____ SELECTED TEXT

Swedish AI coding startup Lovable has just raised $330 million in Series B funding round at a $6.6 billion valuation, more than tripling its worth from just five months ago. CEO Anton Osika told Fortune the funding would further the company’s mission to become “the last piece of software” needed by companies and developers.
The round was led by CapitalG and Menlo Ventures’ Anthology fund, with participation from NVIDIA’s venture arm NVentures, Salesforce Ventures, Databricks Ventures, and strategic investors including Atlassian Ventures and HubSpot Ventures. It comes just one month after Lovable announced it had hit $200 million in annual recurring revenue.
The company has grand aims to make software engineering accessible to anyone by promoting “vibe-coding,” a process in which a user describes in plain language the product they want to build or the function of a piece of software they want to create, and AI writes the code to produce that result.
“Our mission is to let anyone be a builder,” Osika said.
He predicted a world where every company can build its own bespoke software, rather than depending on expensive, and less customized products from major tech vendors. For instance, rather than purchasing different tools for customer relationship management, project tracking, or inventory management, Osika envisions companies using Lovable to simply build whatever they need on demand.
Companies are already seeing results from some of Lovable’s products. At Zendesk, teams using Lovable have been able to move from idea to working prototype in three hours instead of six weeks, according to Jorge Luthe, the company’s Senior Director of Product. While at management consulting firm McKinsey, Osika said engineers used his company’s product to build in a few hours what they had been waiting four to six months for their internal development team to deliver.
“Anyone being able to go with an arbitrary software problem and just explain it to Lovable and solve it, is becoming a universal reality,” he said.
Skeptics say that vibe coding doesn’t always result in the best quality software. The code vibe coding tools produce can be inefficient or contain security flaws that could present a serious risk to the company deploying it, depending on what it is being used for. In addition, just because tools like Lovable allow people without any coding experience to create software for their specific needs, it doesn’t mean that those non-developers will be able to maintain that code over time, these critics say.

________
____ DATA EXTRACTS

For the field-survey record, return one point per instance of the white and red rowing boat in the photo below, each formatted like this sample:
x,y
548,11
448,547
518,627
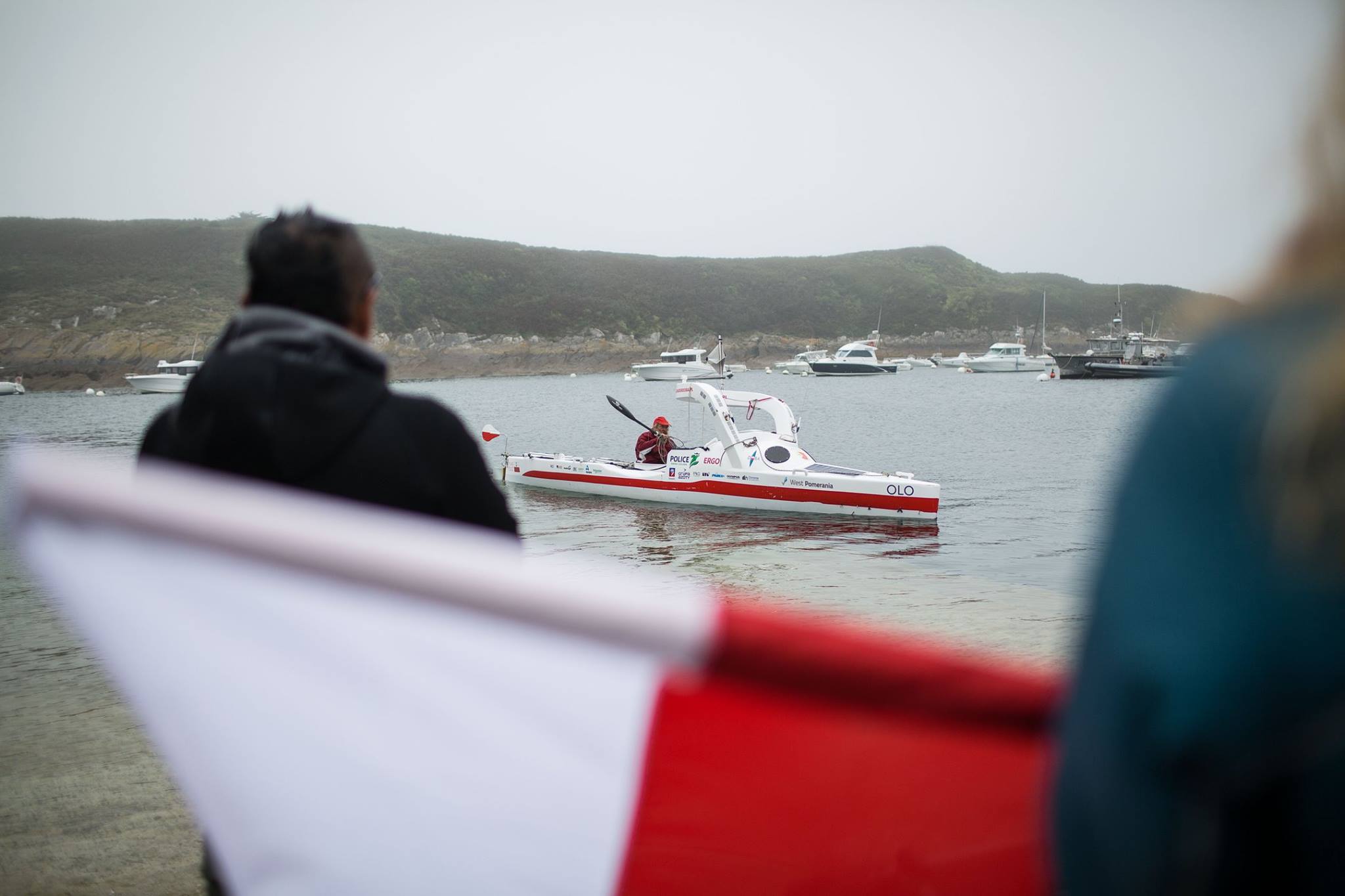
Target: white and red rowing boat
x,y
755,469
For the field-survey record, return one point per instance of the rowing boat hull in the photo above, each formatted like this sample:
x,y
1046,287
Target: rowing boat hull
x,y
794,490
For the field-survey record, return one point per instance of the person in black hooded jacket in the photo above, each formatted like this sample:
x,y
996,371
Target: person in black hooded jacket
x,y
292,394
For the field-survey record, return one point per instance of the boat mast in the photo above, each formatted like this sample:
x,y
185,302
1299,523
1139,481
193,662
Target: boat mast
x,y
1044,350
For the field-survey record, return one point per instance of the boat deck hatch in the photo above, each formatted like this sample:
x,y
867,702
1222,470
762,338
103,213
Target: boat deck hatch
x,y
827,468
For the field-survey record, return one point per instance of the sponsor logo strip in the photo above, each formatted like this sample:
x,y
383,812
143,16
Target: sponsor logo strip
x,y
767,492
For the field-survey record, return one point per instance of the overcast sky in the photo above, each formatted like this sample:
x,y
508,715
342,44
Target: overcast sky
x,y
1138,141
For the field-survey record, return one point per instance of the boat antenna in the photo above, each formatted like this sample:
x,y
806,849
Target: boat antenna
x,y
1044,349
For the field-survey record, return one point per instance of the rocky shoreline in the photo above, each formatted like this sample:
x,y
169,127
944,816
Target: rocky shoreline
x,y
76,359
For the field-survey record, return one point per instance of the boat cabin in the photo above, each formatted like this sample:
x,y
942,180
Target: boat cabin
x,y
182,368
685,356
857,351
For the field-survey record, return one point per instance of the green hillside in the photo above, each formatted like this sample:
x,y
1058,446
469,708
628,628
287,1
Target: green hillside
x,y
187,274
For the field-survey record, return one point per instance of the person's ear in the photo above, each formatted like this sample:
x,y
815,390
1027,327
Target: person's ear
x,y
362,317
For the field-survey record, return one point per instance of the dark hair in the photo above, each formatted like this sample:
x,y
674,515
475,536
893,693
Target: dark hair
x,y
310,264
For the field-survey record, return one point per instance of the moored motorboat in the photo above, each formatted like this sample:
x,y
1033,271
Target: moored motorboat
x,y
799,363
171,378
852,359
741,469
690,363
1007,358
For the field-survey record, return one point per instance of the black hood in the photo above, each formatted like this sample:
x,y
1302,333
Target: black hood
x,y
278,396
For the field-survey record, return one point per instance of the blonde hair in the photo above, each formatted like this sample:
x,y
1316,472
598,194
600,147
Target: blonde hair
x,y
1304,445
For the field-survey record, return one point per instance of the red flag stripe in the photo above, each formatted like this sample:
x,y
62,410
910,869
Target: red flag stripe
x,y
853,666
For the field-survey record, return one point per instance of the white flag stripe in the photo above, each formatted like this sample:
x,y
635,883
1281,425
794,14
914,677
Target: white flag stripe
x,y
405,553
338,739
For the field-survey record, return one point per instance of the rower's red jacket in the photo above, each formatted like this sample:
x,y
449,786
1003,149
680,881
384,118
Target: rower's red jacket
x,y
648,449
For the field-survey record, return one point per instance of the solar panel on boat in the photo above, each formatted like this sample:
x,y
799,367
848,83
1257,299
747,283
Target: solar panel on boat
x,y
827,468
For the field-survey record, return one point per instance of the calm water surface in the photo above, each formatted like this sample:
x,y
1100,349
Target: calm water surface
x,y
1028,472
1026,469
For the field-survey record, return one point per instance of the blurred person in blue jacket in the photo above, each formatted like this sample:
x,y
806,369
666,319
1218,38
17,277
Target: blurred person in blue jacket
x,y
1202,747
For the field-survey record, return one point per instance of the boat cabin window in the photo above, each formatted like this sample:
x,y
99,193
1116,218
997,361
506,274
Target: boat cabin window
x,y
681,358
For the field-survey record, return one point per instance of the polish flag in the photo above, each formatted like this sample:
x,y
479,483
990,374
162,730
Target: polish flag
x,y
357,700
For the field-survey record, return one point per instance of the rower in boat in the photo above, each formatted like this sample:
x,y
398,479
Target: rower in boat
x,y
654,444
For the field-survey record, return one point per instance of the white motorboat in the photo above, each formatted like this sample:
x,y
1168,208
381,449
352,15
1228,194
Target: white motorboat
x,y
759,469
170,378
852,359
1007,358
689,363
799,364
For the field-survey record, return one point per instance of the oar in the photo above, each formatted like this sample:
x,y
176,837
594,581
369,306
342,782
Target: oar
x,y
625,412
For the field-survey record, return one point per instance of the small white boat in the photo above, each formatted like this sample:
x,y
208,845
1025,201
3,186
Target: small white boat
x,y
689,363
852,359
171,378
799,364
759,469
1007,358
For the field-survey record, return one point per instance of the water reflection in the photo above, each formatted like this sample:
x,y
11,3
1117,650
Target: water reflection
x,y
669,532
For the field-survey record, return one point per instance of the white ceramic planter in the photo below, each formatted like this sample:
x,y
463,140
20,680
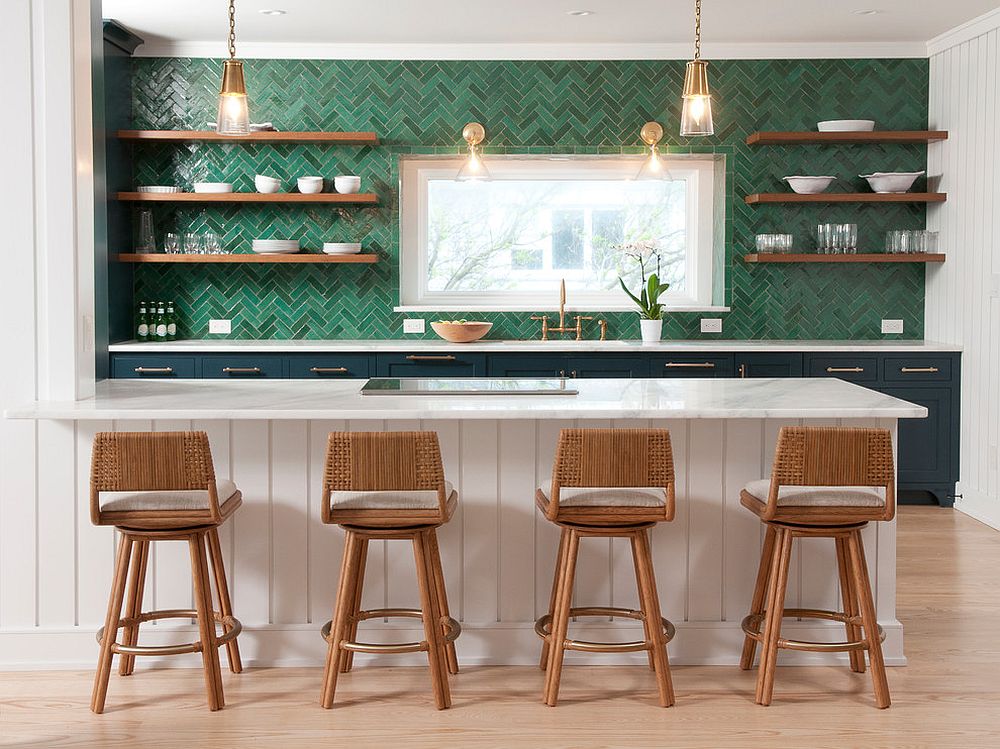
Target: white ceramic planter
x,y
651,330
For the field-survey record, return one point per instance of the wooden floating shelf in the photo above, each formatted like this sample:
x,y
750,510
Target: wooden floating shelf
x,y
247,197
758,198
872,257
210,136
247,257
876,136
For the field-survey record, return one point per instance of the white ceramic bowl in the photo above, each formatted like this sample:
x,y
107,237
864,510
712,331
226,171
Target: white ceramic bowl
x,y
213,186
845,126
347,184
310,185
894,182
266,184
808,185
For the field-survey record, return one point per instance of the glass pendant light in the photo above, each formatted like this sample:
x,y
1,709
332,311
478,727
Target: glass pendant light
x,y
696,114
234,114
653,167
473,170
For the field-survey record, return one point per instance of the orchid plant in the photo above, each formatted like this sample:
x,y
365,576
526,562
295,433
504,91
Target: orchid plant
x,y
648,299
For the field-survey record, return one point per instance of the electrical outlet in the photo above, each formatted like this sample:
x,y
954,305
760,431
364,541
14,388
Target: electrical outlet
x,y
413,325
892,326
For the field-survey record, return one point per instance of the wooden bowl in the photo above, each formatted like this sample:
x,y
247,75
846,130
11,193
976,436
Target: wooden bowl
x,y
463,332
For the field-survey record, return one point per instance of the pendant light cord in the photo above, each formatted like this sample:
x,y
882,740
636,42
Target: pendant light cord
x,y
232,29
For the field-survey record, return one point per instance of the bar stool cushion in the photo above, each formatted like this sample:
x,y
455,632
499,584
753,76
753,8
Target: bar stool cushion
x,y
586,496
819,496
424,499
172,500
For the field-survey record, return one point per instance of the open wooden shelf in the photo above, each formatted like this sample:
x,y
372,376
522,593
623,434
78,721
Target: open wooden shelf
x,y
876,136
872,257
210,136
247,257
758,198
247,197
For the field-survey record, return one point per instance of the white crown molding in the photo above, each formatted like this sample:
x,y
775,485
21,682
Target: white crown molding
x,y
965,32
533,51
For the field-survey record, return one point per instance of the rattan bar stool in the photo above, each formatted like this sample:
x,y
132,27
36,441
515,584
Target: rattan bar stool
x,y
607,483
161,486
389,485
826,482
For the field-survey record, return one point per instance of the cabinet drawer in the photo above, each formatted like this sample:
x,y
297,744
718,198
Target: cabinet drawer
x,y
241,366
154,366
328,366
917,369
691,365
851,368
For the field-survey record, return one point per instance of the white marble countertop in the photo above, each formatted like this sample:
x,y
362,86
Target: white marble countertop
x,y
496,346
817,398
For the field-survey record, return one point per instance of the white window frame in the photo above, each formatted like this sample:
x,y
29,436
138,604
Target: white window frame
x,y
415,173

________

EXPLORE THE MATERIAL:
1. From the article on Lovable's funding round, reproduce verbatim everything from "He predicted a" down to "need on demand.".
2. Recast the paragraph of the Lovable funding article that begins "Companies are already seeing results" as a short bulleted list that keeps its main facts.
3. Continue the article on Lovable's funding round from the point where it stops.

RESPONSES TO THE TASKS:
1.
He predicted a world where every company can build its own bespoke software, rather than depending on expensive, and less customized products from major tech vendors. For instance, rather than purchasing different tools for customer relationship management, project tracking, or inventory management, Osika envisions companies using Lovable to simply build whatever they need on demand.

2.
- Zendesk: teams using Lovable have gone from idea to working prototype in three hours instead of six weeks, according to Jorge Luthe, Senior Director of Product.
- McKinsey: Osika said engineers used Lovable to build in a few hours what they had waited four to six months for their internal development team to deliver.

3.
Lovable says it sees three main use cases emerge among enterprise customers, Osika said. Some organizations are building core business systems entirely on Lovable; others are using it to build internal tools that previously stalled in development backlogs for months; and some product teams are using it to validate ideas with functional prototypes rather than static designs.
“Enterprises are reworking entire workflows with AI, because you can build AI applications with Lovable in just one prompt,” Osika said. “It becomes kind of the work where work gets done.”
Competition heats up in AI-powered coding
Lovable is operating in an increasingly competitive landscape and facing competition from fellow start-ups as well as bigger players that are now releasing their own coding products. While Lovable uses foundational models from OpenAI, Google, and Anthropic to power its own product, these companies are now releasing their own coding tools that could compete more directly.
“We just see them as partners,” Okisa said of the competition with major AI labs. “I think as software and AI kind of converges, there’s going to be more overlap in what companies do, but what people say and why they choose us, despite that there are other alternatives, is that Lovable just works.”
Matt Murphy, a partner at Menlo Ventures who led the investment, said that Lovable’s strategy is to build a “beloved layer” of software on top of the AI labs’ models that customers want to pay for. “The numbers speak for themselves,” Murphy said, noting that Lovable has transformed a latent market of tens of millions of people into developers.
“Lovable has done something rare: built a product that enterprises and founders both love. The demand we’re seeing from Fortune 500 companies signals a fundamental shift in how software gets built,” Laela Sturdy, Managing Partner at CapitalG added.